* **STATED EXERCISE**
Retype exactly the lines that run from the line with "Can you find the seated" to the final line of the entries, keeping both ends and nothing else.

* **DATA ROWS**
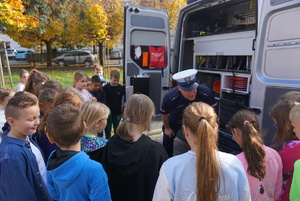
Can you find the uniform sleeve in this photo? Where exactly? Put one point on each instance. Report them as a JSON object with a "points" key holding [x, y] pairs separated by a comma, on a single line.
{"points": [[295, 188], [99, 189], [13, 179], [162, 191]]}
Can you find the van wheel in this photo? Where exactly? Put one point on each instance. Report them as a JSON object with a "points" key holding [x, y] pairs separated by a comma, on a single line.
{"points": [[61, 63], [87, 64]]}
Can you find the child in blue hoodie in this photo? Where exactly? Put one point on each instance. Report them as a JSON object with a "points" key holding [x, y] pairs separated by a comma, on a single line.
{"points": [[71, 174]]}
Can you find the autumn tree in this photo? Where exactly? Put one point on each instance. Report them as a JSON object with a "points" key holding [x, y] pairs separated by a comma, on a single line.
{"points": [[86, 27], [12, 16]]}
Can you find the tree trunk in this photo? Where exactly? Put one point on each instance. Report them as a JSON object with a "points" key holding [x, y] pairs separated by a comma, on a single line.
{"points": [[49, 53], [101, 56]]}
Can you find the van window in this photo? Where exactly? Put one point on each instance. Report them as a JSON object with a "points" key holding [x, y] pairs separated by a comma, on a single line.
{"points": [[282, 47]]}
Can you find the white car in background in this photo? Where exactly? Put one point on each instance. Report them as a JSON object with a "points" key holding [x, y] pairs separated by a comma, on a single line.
{"points": [[76, 57]]}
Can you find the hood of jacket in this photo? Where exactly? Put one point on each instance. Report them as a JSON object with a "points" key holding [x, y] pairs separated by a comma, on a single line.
{"points": [[69, 170], [127, 157]]}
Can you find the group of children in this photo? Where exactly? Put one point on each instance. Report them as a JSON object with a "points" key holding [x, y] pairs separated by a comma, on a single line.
{"points": [[51, 148]]}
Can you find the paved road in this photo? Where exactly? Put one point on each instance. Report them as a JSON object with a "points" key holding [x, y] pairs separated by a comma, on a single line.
{"points": [[112, 62]]}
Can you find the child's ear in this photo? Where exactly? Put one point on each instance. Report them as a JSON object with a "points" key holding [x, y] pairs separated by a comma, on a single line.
{"points": [[10, 121], [84, 127], [50, 138], [185, 131]]}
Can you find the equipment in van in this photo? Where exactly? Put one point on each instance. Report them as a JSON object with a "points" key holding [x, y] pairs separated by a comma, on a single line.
{"points": [[246, 51]]}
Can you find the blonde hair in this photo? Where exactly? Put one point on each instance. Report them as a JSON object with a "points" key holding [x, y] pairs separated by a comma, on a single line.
{"points": [[115, 73], [65, 96], [247, 122], [4, 92], [35, 77], [98, 67], [20, 101], [92, 112], [23, 71], [280, 113], [53, 84], [65, 125], [79, 75], [201, 120], [139, 109], [295, 113]]}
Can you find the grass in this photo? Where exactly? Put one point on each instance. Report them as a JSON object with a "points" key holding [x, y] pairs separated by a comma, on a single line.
{"points": [[63, 75]]}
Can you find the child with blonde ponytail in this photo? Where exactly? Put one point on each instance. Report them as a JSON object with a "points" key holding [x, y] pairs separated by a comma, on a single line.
{"points": [[262, 164], [203, 173]]}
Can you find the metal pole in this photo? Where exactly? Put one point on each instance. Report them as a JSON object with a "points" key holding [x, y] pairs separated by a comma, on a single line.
{"points": [[1, 72], [8, 67]]}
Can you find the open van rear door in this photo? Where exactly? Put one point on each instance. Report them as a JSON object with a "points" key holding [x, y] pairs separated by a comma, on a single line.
{"points": [[276, 59], [146, 53]]}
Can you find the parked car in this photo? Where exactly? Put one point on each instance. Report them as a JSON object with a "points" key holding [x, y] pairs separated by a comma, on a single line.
{"points": [[115, 54], [11, 53], [22, 54], [76, 57]]}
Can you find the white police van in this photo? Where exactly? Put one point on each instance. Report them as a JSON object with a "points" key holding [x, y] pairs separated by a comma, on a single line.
{"points": [[246, 51]]}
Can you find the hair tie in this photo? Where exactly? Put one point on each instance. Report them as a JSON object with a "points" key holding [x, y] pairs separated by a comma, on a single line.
{"points": [[201, 118]]}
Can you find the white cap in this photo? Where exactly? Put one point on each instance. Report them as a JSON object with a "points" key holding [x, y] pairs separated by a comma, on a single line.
{"points": [[186, 79]]}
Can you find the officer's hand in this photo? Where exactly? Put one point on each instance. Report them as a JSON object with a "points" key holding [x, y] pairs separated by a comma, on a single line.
{"points": [[169, 132]]}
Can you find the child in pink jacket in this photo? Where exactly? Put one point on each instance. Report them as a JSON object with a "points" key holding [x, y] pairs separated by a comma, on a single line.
{"points": [[262, 164]]}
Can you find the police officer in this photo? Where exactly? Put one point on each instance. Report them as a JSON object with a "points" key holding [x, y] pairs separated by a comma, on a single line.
{"points": [[177, 99]]}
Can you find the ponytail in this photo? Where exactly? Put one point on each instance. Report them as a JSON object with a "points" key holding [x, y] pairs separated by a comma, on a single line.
{"points": [[252, 143], [201, 119]]}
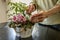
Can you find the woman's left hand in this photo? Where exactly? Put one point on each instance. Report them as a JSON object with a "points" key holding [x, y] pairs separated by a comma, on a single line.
{"points": [[39, 17]]}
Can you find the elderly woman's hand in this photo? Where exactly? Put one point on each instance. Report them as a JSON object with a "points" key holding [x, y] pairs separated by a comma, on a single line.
{"points": [[39, 17]]}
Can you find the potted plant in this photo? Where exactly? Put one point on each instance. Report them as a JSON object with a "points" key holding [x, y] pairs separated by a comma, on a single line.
{"points": [[20, 20]]}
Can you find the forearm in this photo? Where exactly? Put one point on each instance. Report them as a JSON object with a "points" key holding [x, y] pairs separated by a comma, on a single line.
{"points": [[53, 10]]}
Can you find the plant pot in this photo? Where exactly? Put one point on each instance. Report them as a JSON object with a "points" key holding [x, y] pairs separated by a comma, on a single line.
{"points": [[23, 33]]}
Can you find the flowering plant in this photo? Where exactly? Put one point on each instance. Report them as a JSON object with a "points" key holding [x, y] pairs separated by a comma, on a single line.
{"points": [[20, 18]]}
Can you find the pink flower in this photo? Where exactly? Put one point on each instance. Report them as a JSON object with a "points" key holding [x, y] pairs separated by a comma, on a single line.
{"points": [[19, 19]]}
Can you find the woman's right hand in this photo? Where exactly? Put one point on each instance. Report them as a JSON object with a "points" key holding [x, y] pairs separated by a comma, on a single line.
{"points": [[30, 9]]}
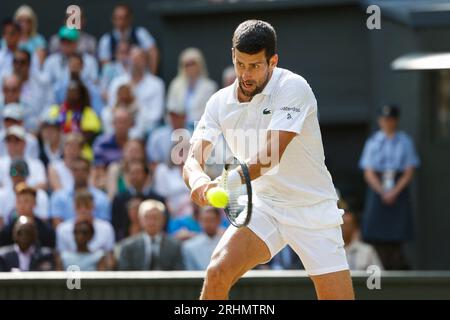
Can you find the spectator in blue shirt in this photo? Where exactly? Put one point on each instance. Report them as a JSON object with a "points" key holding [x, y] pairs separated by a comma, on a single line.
{"points": [[61, 202], [388, 160]]}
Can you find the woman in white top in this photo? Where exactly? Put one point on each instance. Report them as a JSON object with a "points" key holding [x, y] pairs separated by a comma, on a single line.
{"points": [[191, 88], [59, 171]]}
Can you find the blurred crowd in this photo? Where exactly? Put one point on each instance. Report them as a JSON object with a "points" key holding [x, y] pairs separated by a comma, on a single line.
{"points": [[87, 175]]}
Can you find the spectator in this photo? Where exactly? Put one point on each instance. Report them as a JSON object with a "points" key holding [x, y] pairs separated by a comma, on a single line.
{"points": [[116, 68], [138, 176], [359, 254], [149, 90], [62, 201], [35, 93], [26, 254], [50, 139], [122, 19], [13, 116], [75, 68], [19, 173], [84, 258], [191, 89], [25, 206], [126, 100], [86, 43], [60, 171], [15, 143], [388, 160], [30, 39], [11, 35], [108, 147], [151, 249], [103, 238], [56, 66], [228, 76], [197, 251], [117, 181], [76, 115]]}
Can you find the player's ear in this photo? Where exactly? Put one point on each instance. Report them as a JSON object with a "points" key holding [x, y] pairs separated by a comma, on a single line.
{"points": [[273, 61]]}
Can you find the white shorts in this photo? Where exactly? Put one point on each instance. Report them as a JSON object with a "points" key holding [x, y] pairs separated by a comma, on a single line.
{"points": [[313, 232]]}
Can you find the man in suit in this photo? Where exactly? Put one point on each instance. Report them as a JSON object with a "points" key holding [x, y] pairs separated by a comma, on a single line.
{"points": [[25, 254], [152, 249]]}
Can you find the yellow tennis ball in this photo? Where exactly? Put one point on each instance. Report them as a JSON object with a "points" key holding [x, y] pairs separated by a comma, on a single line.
{"points": [[217, 197]]}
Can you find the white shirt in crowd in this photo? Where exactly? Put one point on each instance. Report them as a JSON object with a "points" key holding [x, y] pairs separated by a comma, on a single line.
{"points": [[56, 68], [149, 93], [197, 251], [145, 39], [35, 167], [287, 103], [8, 204], [103, 236], [64, 173], [361, 255], [31, 145]]}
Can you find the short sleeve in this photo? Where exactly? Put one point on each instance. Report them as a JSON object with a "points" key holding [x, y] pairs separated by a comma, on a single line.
{"points": [[293, 103], [208, 128]]}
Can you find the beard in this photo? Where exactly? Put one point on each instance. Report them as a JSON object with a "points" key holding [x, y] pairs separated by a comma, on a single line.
{"points": [[259, 87]]}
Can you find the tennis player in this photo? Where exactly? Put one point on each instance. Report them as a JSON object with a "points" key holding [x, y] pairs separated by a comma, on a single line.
{"points": [[295, 202]]}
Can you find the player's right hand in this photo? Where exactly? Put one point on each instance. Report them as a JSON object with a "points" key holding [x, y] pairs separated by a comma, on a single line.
{"points": [[198, 195]]}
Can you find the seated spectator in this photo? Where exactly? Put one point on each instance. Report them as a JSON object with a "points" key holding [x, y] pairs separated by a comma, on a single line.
{"points": [[30, 39], [149, 90], [75, 115], [198, 250], [116, 179], [15, 142], [75, 64], [60, 171], [86, 42], [151, 249], [62, 201], [25, 205], [138, 176], [35, 90], [108, 147], [85, 259], [125, 100], [122, 19], [26, 254], [56, 66], [360, 255], [13, 116], [103, 238], [19, 172], [50, 139], [116, 68], [191, 89]]}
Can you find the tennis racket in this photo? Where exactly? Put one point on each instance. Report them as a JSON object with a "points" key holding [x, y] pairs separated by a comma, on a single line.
{"points": [[239, 207]]}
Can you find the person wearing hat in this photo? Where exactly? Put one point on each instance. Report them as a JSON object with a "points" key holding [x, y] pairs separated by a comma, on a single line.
{"points": [[19, 173], [13, 115], [25, 206], [56, 65], [15, 144], [389, 160]]}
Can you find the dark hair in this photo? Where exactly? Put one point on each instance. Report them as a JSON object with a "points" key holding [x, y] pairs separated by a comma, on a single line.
{"points": [[11, 22], [25, 52], [252, 36]]}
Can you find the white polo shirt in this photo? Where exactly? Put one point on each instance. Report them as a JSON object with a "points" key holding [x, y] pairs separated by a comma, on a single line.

* **OUTPUT FOR THIS TASK**
Can you find the seated spectator in this photo? Where exactly? Put one point on each instance. Report them as a JSON object with a "points" key holding [x, y] pairs separated by a comma, on a single line.
{"points": [[30, 39], [149, 90], [75, 115], [198, 250], [116, 179], [15, 142], [75, 64], [60, 171], [86, 42], [151, 249], [62, 201], [25, 205], [138, 176], [35, 90], [108, 147], [85, 259], [125, 100], [122, 19], [26, 254], [56, 66], [360, 255], [13, 116], [103, 238], [19, 172], [50, 139], [116, 68], [191, 89]]}
Can you find the tennis racket in this photo? Where exactly? Put one point on each instance. Report them as a JSON object with a "points" key holding [x, y] pairs separated by a comma, on a single line.
{"points": [[239, 207]]}
Can you find the person wearing hat in this photo? Where exactly? Put one point on each instance. Report them as a JSON object with a "points" key holding [x, y] pairs separated by a comma, on a single line.
{"points": [[19, 173], [13, 115], [25, 206], [56, 65], [15, 144], [389, 160]]}
Can you find the dark hair in this photo? Where exactly? Put one point on each instance. Report them as a JSON object with a "points" key holding [x, y] pairs separated by a comma, on a single line.
{"points": [[11, 22], [25, 52], [252, 36]]}
Can you find the white polo shirt in this photo? Where exactly? Put one point on each instance. Report them as a JSON object with a "points" key holding [x, y] pairs separated by a comma, on a single line.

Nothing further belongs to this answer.